*** TEXT TO READ ***

I may be heading down Saturday morning to try to stone house area.


----------



## I_WALL_I (Apr 27, 2006)

Hey Brian!! Are you going for eye or crappie? I love that area... I'll be down by the dam looking for eyes, looks like there will be several OGF'er out! Hope to see everyone catching some!!


----------



## BrianSipe17 (Aug 5, 2006)

Well, my fishing partner is being a wuss and says he doesn't want to drive all the way to SF. So, I guess we are heading to some more local spillways


----------



## fatkid (Oct 14, 2006)

I wall keep us posted on the river never fished any spillways but read allot of good thing about them. i ws told jerk baits work great? good luck. we will be there sun maybe and mon if we dont freeze to death high of 29 with 20 mph winds not sure on that 1


----------



## I_WALL_I (Apr 27, 2006)

Open seat for the Fork early sat- not a fancy boat, but it floats!! WAVE, REX,REEL, no laughing!!! PM if interested!!! See ya on the water!!


----------



## wave warrior (Oct 2, 2005)

WOW what a difference a couple days makes!! hit the water at 6 am, fished till 10:30...not a single eye caught and there were around 7 boats! lost a good fish and got a few short crappie and a cat...still lots off bait, just werent hitting!!!


----------



## freakofnature13 (Jul 2, 2008)

Didnt end up going woke up at 330 to wait for 2 hrs and try callin my buddy.. never called or showed so i went to the ohio river instead it sucked! trash fish and white bass blaa!


----------



## I_WALL_I (Apr 27, 2006)

Got over there at 5:30 and pitched a jerk bait for 1/2 hr around the rocks coming into Morning Glory- no takers.. pretty good breeze that early!! Launched the boat when the others got there, never had a hit on any blades/raps, saw lots of bait and marks on the bottom, couldn't even get a reaction strike. Wind made it tough, had to stay on the trolling motor. Went to switch batteries, my back up had no charge. 2 small crappie on minnows.. don't know why the bite was so poor, lot of boats out not catching. Hope to get over next week!!!


----------



## fatkid (Oct 14, 2006)

how much do you guys think this large cold front shut them down. my P didnt go today but hitting it in the am to freeze are baggets off lol.


----------



## wave warrior (Oct 2, 2005)

fatkid said:


> how much do you guys think this large cold front shut them down. my P didnt go today but hitting it in the am to freeze are baggets off lol.


good luck!!! weather will be BRUTAL! but fish should be active...


----------



## fatkid (Oct 14, 2006)

man I wish i could report anything but some cold fingers . we fished from 6 am till noon nothing at all but 1 white bass and maybe a pig of a eye that got off . marked great bait in our areas. the only other boat there rolled in at 9 we talked to them at 12 when we left they said they had nothing. I was just glad we wernt the only crazy ass holes out there. It wasnt all a lost we did set our personal best today for being on the water . this is the latest by far that we have been on open water. water seemed dirty and had dropped to 38 . keep us posted boys hope to get back out 1 more time


----------



## wave warrior (Oct 2, 2005)

so you guys accually went...awesome!! haha i knew fingers would be an issue today! that area wont ice over anytime soon so im planning atleast 1 more trip...they have to turn on sometime!!

*** LISTING ***

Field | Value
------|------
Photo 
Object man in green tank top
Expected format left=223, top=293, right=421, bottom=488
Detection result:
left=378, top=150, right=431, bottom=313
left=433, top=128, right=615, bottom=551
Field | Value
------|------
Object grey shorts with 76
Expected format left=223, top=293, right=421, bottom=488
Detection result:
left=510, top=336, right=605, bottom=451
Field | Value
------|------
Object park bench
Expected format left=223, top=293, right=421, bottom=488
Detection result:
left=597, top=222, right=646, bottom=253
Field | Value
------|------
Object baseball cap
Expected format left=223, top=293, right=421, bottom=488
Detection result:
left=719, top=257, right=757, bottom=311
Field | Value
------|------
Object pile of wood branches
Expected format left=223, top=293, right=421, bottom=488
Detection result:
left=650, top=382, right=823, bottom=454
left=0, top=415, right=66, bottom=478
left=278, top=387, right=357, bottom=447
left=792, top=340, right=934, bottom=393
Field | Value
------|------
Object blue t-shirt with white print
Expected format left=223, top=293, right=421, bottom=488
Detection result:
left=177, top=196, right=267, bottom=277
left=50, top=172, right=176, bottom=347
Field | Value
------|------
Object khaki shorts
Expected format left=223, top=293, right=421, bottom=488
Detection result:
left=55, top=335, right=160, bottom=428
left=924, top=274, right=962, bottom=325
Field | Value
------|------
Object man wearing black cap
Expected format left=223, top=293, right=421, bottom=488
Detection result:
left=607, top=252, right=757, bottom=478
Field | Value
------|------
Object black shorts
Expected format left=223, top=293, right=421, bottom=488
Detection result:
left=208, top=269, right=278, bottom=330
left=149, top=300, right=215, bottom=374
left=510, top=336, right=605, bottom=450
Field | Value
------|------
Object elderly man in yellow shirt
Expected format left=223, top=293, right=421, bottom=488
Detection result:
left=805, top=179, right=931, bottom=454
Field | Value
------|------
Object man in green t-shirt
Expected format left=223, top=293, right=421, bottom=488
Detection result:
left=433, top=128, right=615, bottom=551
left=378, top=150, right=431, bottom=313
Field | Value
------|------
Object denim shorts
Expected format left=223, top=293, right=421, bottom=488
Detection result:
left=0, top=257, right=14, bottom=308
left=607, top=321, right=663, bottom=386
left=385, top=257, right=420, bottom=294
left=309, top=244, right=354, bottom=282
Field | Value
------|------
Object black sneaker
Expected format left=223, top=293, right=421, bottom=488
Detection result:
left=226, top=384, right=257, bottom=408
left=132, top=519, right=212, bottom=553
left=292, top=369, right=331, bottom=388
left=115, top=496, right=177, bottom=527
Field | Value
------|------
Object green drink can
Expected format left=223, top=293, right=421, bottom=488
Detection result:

***

== TASK DIRECTIONS ==
Return everything in the fishing forum thread above from "Hey Brian!! Are" down to "everyone catching some!!", copied word for word.

== TASK SOLUTION ==
Hey Brian!! Are you going for eye or crappie? I love that area... I'll be down by the dam looking for eyes, looks like there will be several OGF'er out! Hope to see everyone catching some!!